Tasks to carry out
1. Please transcribe the Middag text, beginning at the words "The 17th-century leader" and stopping after "word for afternoon.)".
2. Name all the towns of the king of Middag that the Middag text mentions by name.
(Text section)
The 17th-century leader Kamachat Aslamie was known in Hoklo as Quata Ong (Khoa-ta Ông), and sometimes in Dutch as Keizer van Middag. (This means "Emperor of Midday" in Dutch, "middag" being the Dutch word for afternoon.)
The most common aboriginal name was Lelian ("Sun King").

== History ==

The kingdom first came into contact with the West after the Dutch East India Company established its Government of Formosa in 1624. David Wright, a Scottish agent of the Company who lived on the island in the 1640s, listed Middag among 11 "shires or provinces" of the plains region, described as follows:
"The third dominion belongs to the king of Middag, and lies against the north-east of Tayouan, southward of the river Patientia. This prince has seventeen towns that obey him, the largest being called Middag, which is also his chief seat and place of residence. Sada, Beodor, Deredonesel, and Goema, are four other of his eminent towns, the last-named being a handsome place, and situated on a plain five miles from Patientia, whereas the others are built on hills. The king of Middag had formerly twenty-seven towns under his jurisdiction, but ten of them threw off his yoke. He keeps up no great state, and has only one or two attendants accompanying him when going abroad. He would never suffer any Christians to dwell in his dominions, allowing them only to travel through it."
(End Text section)
(Entries shown)
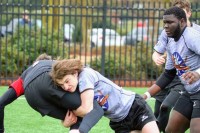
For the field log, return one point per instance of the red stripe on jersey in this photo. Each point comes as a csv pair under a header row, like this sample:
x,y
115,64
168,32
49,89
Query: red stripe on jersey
x,y
18,86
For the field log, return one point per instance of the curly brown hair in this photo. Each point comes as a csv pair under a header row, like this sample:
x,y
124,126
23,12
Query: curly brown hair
x,y
184,4
64,67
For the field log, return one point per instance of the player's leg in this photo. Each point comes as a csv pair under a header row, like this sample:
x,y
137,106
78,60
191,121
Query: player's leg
x,y
195,119
179,120
167,105
8,97
157,108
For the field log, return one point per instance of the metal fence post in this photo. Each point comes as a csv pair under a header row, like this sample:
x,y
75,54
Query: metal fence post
x,y
103,42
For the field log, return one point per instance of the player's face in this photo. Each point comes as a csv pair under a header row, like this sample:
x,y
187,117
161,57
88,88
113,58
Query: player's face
x,y
69,82
171,25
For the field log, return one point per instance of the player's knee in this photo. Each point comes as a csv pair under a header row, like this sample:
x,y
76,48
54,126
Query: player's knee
x,y
164,108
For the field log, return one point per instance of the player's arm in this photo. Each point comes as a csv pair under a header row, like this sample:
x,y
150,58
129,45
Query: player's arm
x,y
164,79
90,109
87,98
158,58
191,76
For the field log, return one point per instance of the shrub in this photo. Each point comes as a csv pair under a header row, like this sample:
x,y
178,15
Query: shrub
x,y
21,49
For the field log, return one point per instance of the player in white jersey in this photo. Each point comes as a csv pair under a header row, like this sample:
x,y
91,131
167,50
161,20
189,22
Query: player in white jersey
x,y
184,60
126,110
167,97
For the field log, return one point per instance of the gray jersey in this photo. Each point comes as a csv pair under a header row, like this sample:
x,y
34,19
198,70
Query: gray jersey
x,y
185,56
163,40
115,101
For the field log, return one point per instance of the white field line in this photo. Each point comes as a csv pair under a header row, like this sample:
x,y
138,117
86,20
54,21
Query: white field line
x,y
23,98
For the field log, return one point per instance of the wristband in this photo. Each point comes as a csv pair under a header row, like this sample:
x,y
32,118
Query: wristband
x,y
198,71
148,95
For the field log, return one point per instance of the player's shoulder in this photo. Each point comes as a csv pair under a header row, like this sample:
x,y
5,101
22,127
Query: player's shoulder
x,y
196,27
191,33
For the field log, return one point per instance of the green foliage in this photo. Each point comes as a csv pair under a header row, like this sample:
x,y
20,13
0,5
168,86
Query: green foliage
x,y
21,49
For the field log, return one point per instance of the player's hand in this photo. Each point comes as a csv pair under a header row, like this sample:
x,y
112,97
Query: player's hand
x,y
191,77
144,96
70,119
159,59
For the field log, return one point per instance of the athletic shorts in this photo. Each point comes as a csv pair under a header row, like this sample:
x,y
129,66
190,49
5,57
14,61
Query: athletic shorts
x,y
139,115
175,85
173,95
160,96
184,105
44,97
196,105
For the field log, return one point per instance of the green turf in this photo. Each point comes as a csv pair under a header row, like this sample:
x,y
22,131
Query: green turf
x,y
21,118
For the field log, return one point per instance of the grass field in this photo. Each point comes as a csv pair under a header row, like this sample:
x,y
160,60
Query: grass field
x,y
21,118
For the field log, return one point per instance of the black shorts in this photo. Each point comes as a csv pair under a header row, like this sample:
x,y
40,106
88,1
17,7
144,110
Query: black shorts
x,y
184,105
173,95
139,115
160,96
173,87
196,104
47,99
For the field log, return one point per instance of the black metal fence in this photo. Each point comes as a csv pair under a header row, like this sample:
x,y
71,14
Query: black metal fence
x,y
113,37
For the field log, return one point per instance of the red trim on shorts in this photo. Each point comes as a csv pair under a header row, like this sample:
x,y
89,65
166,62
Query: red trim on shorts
x,y
18,86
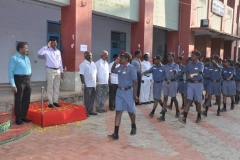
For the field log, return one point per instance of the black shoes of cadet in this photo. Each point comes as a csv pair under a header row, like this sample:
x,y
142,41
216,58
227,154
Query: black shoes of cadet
x,y
114,136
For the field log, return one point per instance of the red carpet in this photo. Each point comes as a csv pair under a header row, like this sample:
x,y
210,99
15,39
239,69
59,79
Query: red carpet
x,y
55,116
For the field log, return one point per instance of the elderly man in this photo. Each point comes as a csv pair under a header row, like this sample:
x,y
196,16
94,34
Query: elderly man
x,y
54,71
102,78
88,76
19,70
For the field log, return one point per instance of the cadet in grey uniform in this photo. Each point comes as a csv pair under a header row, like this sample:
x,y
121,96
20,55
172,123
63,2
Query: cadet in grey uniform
x,y
158,73
126,93
228,86
206,77
170,85
237,81
194,86
214,87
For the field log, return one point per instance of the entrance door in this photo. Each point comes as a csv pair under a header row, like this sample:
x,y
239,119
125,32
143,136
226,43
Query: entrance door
x,y
118,43
54,31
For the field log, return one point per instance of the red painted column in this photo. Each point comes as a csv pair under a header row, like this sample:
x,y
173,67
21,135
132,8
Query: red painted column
x,y
185,37
142,31
76,29
229,49
203,44
217,47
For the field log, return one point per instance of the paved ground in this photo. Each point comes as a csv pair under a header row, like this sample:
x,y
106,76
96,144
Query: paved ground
x,y
214,138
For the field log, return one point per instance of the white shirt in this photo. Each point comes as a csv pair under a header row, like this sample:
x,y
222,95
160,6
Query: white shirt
x,y
146,66
53,57
89,71
102,71
113,76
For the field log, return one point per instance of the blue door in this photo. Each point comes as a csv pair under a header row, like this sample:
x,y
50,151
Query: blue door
x,y
118,43
57,37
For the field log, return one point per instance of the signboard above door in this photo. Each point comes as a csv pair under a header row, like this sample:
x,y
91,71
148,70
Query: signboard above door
x,y
218,7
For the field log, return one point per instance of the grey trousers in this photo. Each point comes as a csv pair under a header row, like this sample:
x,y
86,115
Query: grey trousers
x,y
101,98
89,97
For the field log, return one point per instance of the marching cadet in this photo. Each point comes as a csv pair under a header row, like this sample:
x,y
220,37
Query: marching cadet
x,y
228,86
194,86
146,81
170,86
214,87
237,81
206,77
158,73
126,92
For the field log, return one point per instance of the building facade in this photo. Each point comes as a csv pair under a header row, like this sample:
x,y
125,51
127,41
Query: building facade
x,y
153,26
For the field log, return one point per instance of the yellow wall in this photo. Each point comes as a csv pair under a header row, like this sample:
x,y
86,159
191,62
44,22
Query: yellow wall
x,y
165,14
127,9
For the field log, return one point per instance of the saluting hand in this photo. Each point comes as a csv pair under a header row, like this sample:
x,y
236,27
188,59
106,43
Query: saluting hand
x,y
14,89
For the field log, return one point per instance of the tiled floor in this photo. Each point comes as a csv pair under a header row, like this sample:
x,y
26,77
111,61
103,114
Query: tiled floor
x,y
213,138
(End Entries shown)
Solutions
1.
The 17th-century leader Kamachat Aslamie was known in Hoklo as Quata Ong (Khoa-ta Ông), and sometimes in Dutch as Keizer van Middag. (This means "Emperor of Midday" in Dutch, "middag" being the Dutch word for afternoon.)

2. Middag, Sada, Beodor, Deredonesel, Goema